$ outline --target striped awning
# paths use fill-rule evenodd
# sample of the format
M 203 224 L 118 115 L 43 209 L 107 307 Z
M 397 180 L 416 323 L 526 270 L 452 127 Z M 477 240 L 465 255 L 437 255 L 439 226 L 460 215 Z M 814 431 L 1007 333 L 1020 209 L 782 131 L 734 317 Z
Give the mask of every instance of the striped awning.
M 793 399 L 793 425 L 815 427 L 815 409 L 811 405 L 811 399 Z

*TASK GOAL*
Write out again every entry above, exactly as given.

*TASK ANSWER*
$ outline --target striped awning
# paths use fill-rule evenodd
# sample of the format
M 203 224 L 118 115 L 43 209 L 107 307 Z
M 397 180 L 416 323 L 526 270 L 452 127 Z M 477 240 L 465 255 L 437 255 L 439 226 L 460 215 Z M 814 431 L 1007 333 L 1020 209 L 782 131 L 734 317 Z
Give the mask of every instance of the striped awning.
M 793 399 L 793 425 L 815 427 L 815 409 L 811 405 L 811 399 Z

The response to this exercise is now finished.